- [DOCUMENT PASSAGE]

-------

2.1. Rumor Detection

The problem of rumor detection has been an important subject of research when social networks become popular. In an early study, Zhao et al. [19] defined a set of regular expressions to detect signal posts that express inquiry about the truth value of post. The drawback of this approach is that it heavily depends on predefined regular expressions, which cannot encompass the diversity of writing styles used in posts. Similarly, many early studies focused on training a supervised classifier based on manually extracting features from post's information [2,3,20–23]. The disadvantage of these approaches is their strong reliance on the method of feature engineering, which is likely to be biased and labor-intensive.

Another research approaches leverage the propagation patterns of the tracked posts. Kwon and Cha [24] proposed an approach based on monitoring the difference between the propagation patterns. Recently, by integrating the post features based on calculating the weight of each post using the PageRank method, Vu and Jung [25] embedded the propagation process and then categorized the embedding vectors according to rumor labels. Furthermore, some kernel-based approaches were proposed to differentiate the propagation structure of rumor and nonrumor posts. Wu et al. [26] introduced a graph-based kernel function to capture propagation patterns and semantic features of posts, and Ma et al. [27] proposed a tree-kernel function that learns the similarity between propagation trees by evaluating the similarity of sub-trees. However, these methods have highly computational complexity because it needs to calculate the similarity between every pair of graphs or trees.

Recently, several studies of rumor detection centered on developing a neural network model. Alkhodair et al. [4] trained a LSTM model, which only learns the source post's content to classify rumors. Ma et al. [28] introduced a recurrent neural network (RNN) to capture variations of contextual information of posts when propagating. Also, Ma et al. [6] model the propagation process as a tree and then applied a Tree-structured Recursive Neural Network to aggregate high-level information from the source and response posts. However, the tree structure only allows modeling one-to-one relationships between posts. In several social networks, a post can respond to more than one post at a time. Using the tree form therefore oversimplifies the complexity of the propagation. In addition, this tree-structured neural network enables only one path for synthesizing features: bottom-up or top-down.

Compared with previous studies, our approach is more natural and general. It relies on a graph embedding method, which allows generating representations from both neighbor structure and features by using aggregator functions in the GraphSAGE.

-------

- [RECORDS PROVIDED]
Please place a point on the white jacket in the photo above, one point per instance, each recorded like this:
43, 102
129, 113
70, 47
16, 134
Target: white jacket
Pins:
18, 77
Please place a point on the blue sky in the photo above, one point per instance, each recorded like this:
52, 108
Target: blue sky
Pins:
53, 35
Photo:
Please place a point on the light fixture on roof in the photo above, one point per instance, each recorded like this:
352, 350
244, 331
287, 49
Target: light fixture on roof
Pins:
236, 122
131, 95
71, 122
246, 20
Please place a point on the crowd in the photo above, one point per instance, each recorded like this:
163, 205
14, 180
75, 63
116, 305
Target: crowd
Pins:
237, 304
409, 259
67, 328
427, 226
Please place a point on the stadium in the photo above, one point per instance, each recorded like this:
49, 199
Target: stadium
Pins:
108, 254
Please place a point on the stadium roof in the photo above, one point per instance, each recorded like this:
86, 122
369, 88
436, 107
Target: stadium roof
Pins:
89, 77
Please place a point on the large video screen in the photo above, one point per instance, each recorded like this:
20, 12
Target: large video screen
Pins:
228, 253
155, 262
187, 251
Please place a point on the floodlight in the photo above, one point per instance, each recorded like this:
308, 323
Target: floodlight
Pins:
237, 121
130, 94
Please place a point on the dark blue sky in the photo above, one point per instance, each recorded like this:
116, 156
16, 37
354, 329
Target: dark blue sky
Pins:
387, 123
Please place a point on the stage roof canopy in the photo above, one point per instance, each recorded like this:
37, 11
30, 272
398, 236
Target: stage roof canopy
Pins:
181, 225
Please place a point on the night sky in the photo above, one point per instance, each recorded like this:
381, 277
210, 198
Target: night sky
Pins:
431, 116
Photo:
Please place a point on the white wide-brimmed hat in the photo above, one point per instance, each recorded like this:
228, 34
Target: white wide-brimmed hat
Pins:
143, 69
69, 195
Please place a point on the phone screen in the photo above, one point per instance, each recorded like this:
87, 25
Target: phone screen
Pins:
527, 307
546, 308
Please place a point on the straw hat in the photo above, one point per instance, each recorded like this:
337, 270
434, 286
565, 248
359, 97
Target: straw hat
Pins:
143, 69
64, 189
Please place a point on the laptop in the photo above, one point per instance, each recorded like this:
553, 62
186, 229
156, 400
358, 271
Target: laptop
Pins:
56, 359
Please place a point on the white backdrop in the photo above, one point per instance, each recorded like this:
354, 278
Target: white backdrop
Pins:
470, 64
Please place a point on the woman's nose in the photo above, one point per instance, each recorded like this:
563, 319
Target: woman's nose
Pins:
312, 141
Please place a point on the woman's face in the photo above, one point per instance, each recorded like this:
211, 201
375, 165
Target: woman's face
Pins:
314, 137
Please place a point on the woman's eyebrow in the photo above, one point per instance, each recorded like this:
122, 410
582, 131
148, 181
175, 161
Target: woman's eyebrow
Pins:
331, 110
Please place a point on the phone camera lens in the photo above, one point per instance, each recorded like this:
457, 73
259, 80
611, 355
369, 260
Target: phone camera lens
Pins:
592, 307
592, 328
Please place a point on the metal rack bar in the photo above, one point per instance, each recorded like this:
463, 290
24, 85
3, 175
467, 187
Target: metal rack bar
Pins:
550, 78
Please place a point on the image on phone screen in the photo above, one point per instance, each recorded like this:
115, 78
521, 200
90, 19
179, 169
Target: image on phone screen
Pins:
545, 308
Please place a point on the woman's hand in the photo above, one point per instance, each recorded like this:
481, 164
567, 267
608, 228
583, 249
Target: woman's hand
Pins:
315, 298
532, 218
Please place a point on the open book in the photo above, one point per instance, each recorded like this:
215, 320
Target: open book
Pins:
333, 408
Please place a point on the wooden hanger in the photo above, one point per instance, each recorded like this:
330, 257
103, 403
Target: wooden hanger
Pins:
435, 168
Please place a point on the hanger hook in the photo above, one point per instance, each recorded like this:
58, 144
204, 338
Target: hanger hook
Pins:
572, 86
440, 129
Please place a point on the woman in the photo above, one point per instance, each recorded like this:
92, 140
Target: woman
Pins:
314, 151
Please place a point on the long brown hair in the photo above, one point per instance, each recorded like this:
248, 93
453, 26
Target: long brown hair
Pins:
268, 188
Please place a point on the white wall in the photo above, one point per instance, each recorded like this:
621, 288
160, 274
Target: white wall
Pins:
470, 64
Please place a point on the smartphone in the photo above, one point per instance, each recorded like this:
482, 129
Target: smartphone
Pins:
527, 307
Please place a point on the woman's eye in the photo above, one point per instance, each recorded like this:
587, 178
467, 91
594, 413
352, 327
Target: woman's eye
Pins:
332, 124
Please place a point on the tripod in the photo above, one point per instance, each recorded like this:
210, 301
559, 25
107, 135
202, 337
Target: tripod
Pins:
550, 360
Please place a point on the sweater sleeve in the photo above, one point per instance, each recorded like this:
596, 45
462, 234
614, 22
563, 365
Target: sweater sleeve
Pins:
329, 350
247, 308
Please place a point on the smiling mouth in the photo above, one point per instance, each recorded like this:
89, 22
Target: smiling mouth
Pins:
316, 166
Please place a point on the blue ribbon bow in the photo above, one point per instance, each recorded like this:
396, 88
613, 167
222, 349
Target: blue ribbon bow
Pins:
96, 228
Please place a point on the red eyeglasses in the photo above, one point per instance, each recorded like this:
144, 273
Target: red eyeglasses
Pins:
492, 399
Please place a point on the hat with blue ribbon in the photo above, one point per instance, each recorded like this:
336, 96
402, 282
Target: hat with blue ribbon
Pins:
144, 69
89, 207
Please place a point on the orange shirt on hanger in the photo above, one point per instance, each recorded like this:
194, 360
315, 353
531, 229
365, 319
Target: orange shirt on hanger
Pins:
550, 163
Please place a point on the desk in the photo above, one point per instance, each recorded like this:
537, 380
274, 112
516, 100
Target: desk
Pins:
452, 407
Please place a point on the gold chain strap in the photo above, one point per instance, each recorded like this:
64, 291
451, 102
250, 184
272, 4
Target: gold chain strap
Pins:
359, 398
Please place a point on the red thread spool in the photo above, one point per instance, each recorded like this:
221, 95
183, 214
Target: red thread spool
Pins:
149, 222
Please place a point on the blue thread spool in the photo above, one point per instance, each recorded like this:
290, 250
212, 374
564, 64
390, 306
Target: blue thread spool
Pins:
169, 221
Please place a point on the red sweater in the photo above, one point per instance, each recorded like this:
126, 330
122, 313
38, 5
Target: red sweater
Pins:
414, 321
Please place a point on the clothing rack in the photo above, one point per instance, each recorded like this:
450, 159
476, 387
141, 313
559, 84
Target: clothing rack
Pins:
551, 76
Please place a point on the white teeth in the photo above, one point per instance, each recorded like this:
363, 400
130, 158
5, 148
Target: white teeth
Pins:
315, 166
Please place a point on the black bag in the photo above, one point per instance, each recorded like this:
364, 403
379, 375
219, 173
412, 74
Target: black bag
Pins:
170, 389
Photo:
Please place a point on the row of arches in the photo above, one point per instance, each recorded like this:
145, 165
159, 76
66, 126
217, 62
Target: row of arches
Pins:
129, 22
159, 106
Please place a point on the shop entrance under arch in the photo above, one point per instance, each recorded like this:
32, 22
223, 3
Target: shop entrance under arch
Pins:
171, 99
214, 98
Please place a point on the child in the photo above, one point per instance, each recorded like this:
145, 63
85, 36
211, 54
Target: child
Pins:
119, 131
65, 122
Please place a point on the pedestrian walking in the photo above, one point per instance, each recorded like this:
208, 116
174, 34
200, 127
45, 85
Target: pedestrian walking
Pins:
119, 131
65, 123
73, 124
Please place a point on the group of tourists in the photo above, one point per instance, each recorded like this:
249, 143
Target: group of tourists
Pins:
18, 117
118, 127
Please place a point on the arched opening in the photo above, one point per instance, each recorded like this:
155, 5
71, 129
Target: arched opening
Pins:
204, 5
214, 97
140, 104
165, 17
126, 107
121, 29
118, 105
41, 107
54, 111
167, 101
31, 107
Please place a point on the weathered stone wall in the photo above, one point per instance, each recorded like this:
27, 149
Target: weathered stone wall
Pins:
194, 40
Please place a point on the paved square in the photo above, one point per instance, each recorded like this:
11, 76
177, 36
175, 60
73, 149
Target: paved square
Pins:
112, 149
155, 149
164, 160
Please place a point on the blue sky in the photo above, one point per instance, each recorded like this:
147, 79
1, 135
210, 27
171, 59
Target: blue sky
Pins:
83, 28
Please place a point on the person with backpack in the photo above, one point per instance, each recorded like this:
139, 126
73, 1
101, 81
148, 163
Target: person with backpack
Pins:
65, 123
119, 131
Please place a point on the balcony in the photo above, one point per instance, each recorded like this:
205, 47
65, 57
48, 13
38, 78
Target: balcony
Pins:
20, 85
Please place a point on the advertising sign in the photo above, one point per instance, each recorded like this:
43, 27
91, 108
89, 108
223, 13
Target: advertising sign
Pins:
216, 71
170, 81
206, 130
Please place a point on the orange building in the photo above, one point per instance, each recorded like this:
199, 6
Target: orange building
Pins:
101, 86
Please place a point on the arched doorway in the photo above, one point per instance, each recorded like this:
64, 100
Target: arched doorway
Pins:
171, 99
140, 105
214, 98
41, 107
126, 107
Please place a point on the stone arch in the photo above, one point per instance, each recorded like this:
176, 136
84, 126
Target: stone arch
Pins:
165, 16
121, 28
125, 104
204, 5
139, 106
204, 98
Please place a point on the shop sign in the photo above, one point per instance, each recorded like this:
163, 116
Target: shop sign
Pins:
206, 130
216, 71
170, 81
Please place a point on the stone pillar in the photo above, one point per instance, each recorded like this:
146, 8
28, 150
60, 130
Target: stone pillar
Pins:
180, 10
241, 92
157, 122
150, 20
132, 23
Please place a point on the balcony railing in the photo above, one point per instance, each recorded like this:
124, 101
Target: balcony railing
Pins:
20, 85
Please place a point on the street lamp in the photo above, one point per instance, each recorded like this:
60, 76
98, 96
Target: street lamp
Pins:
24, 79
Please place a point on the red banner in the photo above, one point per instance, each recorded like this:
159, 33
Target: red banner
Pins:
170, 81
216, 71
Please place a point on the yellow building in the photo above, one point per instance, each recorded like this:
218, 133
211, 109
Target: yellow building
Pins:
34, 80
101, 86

-------

- [REQUIRED WORK]
• a. In the rumor detection passage, what did Ma et al. [27] propose?
• b. Reproduce verbatim the portion of the rumor detection passage that opens with the words containing "Compared with previous" and closes with "in the GraphSAGE.".

- [RESPONSES]
• a. A tree-kernel function that learns the similarity between propagation trees by evaluating the similarity of sub-trees.

• b.
Compared with previous studies, our approach is more natural and general. It relies on a graph embedding method, which allows generating representations from both neighbor structure and features by using aggregator functions in the GraphSAGE.